● Input
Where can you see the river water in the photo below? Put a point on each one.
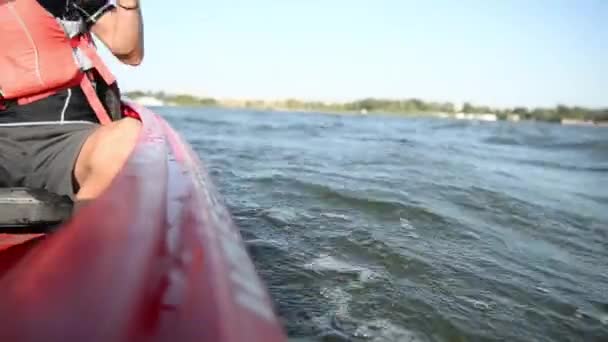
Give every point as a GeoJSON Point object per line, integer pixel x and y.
{"type": "Point", "coordinates": [379, 228]}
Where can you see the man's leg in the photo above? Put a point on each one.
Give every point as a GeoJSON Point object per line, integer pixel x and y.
{"type": "Point", "coordinates": [102, 157]}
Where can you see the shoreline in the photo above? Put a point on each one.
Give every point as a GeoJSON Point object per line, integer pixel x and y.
{"type": "Point", "coordinates": [567, 116]}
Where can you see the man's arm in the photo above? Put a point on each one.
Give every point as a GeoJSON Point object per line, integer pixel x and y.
{"type": "Point", "coordinates": [121, 30]}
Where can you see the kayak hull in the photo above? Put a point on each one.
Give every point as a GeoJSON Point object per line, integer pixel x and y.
{"type": "Point", "coordinates": [157, 257]}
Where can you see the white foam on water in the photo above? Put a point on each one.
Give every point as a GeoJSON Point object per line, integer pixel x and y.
{"type": "Point", "coordinates": [385, 330]}
{"type": "Point", "coordinates": [477, 304]}
{"type": "Point", "coordinates": [339, 298]}
{"type": "Point", "coordinates": [406, 224]}
{"type": "Point", "coordinates": [336, 216]}
{"type": "Point", "coordinates": [329, 263]}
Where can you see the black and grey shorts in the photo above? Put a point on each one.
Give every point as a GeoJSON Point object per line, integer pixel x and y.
{"type": "Point", "coordinates": [40, 142]}
{"type": "Point", "coordinates": [42, 157]}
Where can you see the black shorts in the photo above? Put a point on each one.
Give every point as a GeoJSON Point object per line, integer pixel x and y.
{"type": "Point", "coordinates": [42, 156]}
{"type": "Point", "coordinates": [39, 142]}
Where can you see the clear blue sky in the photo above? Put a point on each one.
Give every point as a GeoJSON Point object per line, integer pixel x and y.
{"type": "Point", "coordinates": [500, 53]}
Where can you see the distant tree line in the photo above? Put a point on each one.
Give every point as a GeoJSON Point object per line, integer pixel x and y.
{"type": "Point", "coordinates": [408, 106]}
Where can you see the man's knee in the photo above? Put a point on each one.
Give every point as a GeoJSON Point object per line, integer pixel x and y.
{"type": "Point", "coordinates": [113, 145]}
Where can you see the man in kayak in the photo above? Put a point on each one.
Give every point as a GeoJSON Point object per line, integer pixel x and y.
{"type": "Point", "coordinates": [60, 128]}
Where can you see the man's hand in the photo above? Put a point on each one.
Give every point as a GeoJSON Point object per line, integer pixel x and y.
{"type": "Point", "coordinates": [121, 30]}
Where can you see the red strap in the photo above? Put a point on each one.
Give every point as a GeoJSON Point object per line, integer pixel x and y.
{"type": "Point", "coordinates": [86, 46]}
{"type": "Point", "coordinates": [89, 92]}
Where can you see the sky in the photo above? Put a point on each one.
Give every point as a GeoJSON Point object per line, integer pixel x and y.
{"type": "Point", "coordinates": [499, 53]}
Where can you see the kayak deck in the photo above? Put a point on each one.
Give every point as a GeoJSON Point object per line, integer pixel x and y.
{"type": "Point", "coordinates": [157, 257]}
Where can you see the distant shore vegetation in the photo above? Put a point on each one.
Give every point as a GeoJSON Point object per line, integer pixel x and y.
{"type": "Point", "coordinates": [559, 113]}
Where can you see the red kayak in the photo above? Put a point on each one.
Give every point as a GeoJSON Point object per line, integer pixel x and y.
{"type": "Point", "coordinates": [156, 258]}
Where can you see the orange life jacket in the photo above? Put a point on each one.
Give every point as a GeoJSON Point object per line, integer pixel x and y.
{"type": "Point", "coordinates": [41, 55]}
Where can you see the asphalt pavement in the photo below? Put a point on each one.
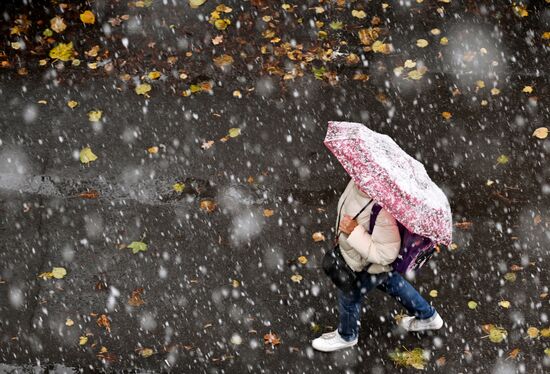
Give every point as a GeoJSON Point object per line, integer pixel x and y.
{"type": "Point", "coordinates": [211, 285]}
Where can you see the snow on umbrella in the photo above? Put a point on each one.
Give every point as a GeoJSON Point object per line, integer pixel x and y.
{"type": "Point", "coordinates": [397, 181]}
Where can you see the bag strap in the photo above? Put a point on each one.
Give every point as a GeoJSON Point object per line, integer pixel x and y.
{"type": "Point", "coordinates": [373, 215]}
{"type": "Point", "coordinates": [357, 215]}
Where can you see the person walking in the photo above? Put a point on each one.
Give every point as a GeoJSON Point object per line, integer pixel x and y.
{"type": "Point", "coordinates": [371, 256]}
{"type": "Point", "coordinates": [375, 247]}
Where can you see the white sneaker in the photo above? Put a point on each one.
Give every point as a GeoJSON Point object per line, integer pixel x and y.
{"type": "Point", "coordinates": [331, 341]}
{"type": "Point", "coordinates": [414, 324]}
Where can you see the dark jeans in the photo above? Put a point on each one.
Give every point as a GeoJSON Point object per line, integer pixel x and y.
{"type": "Point", "coordinates": [349, 303]}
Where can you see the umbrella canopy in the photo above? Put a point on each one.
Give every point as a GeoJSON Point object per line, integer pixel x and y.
{"type": "Point", "coordinates": [397, 181]}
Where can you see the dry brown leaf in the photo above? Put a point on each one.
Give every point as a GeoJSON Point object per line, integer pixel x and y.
{"type": "Point", "coordinates": [513, 353]}
{"type": "Point", "coordinates": [208, 205]}
{"type": "Point", "coordinates": [103, 321]}
{"type": "Point", "coordinates": [318, 236]}
{"type": "Point", "coordinates": [223, 60]}
{"type": "Point", "coordinates": [465, 225]}
{"type": "Point", "coordinates": [272, 339]}
{"type": "Point", "coordinates": [135, 298]}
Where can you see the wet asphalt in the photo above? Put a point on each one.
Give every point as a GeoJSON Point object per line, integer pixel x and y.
{"type": "Point", "coordinates": [215, 283]}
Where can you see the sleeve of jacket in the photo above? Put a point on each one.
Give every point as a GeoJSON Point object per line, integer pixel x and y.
{"type": "Point", "coordinates": [382, 247]}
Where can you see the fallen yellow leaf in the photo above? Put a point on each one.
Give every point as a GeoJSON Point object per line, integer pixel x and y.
{"type": "Point", "coordinates": [497, 334]}
{"type": "Point", "coordinates": [88, 17]}
{"type": "Point", "coordinates": [178, 187]}
{"type": "Point", "coordinates": [221, 24]}
{"type": "Point", "coordinates": [143, 89]}
{"type": "Point", "coordinates": [532, 332]}
{"type": "Point", "coordinates": [154, 75]}
{"type": "Point", "coordinates": [62, 51]}
{"type": "Point", "coordinates": [146, 352]}
{"type": "Point", "coordinates": [541, 132]}
{"type": "Point", "coordinates": [59, 273]}
{"type": "Point", "coordinates": [57, 24]}
{"type": "Point", "coordinates": [94, 115]}
{"type": "Point", "coordinates": [87, 156]}
{"type": "Point", "coordinates": [358, 14]}
{"type": "Point", "coordinates": [318, 236]}
{"type": "Point", "coordinates": [380, 47]}
{"type": "Point", "coordinates": [234, 132]}
{"type": "Point", "coordinates": [196, 3]}
{"type": "Point", "coordinates": [208, 205]}
{"type": "Point", "coordinates": [422, 43]}
{"type": "Point", "coordinates": [446, 115]}
{"type": "Point", "coordinates": [410, 64]}
{"type": "Point", "coordinates": [223, 60]}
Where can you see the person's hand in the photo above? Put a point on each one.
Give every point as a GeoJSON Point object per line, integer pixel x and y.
{"type": "Point", "coordinates": [347, 224]}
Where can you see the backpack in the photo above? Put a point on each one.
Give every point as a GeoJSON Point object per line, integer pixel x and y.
{"type": "Point", "coordinates": [415, 249]}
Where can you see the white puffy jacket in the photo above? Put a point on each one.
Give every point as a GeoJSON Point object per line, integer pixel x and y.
{"type": "Point", "coordinates": [359, 248]}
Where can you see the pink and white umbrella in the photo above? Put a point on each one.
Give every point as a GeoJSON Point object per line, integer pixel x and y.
{"type": "Point", "coordinates": [395, 180]}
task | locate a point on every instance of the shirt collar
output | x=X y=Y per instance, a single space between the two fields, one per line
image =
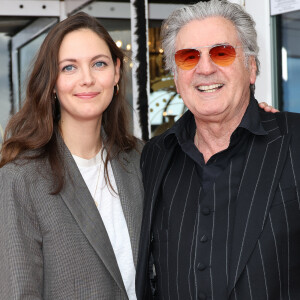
x=184 y=129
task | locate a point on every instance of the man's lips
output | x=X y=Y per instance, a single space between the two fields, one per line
x=210 y=88
x=87 y=95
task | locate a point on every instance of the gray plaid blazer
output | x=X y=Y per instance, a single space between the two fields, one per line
x=56 y=246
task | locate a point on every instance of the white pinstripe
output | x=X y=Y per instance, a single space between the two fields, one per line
x=269 y=196
x=196 y=248
x=249 y=283
x=264 y=271
x=187 y=195
x=288 y=232
x=194 y=238
x=246 y=166
x=171 y=204
x=248 y=217
x=292 y=163
x=159 y=250
x=277 y=258
x=228 y=220
x=211 y=245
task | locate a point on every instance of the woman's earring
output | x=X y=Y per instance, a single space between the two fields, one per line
x=117 y=89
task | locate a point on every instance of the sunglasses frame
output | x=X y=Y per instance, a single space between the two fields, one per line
x=211 y=47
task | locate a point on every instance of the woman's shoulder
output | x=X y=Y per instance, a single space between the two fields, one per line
x=28 y=169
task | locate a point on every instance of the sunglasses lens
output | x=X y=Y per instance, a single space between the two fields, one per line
x=187 y=59
x=223 y=55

● Given problem
Rewrite the listing from the line with "the sunglasses lens" through the end of the listing, changing "per instance" to "for each instance" and keeping everything else as it is.

● Response to the exercise
task | locate a point on every instance of the sunglasses lens
output | x=X y=Y for each instance, a single space between the two fields, one per line
x=187 y=59
x=223 y=55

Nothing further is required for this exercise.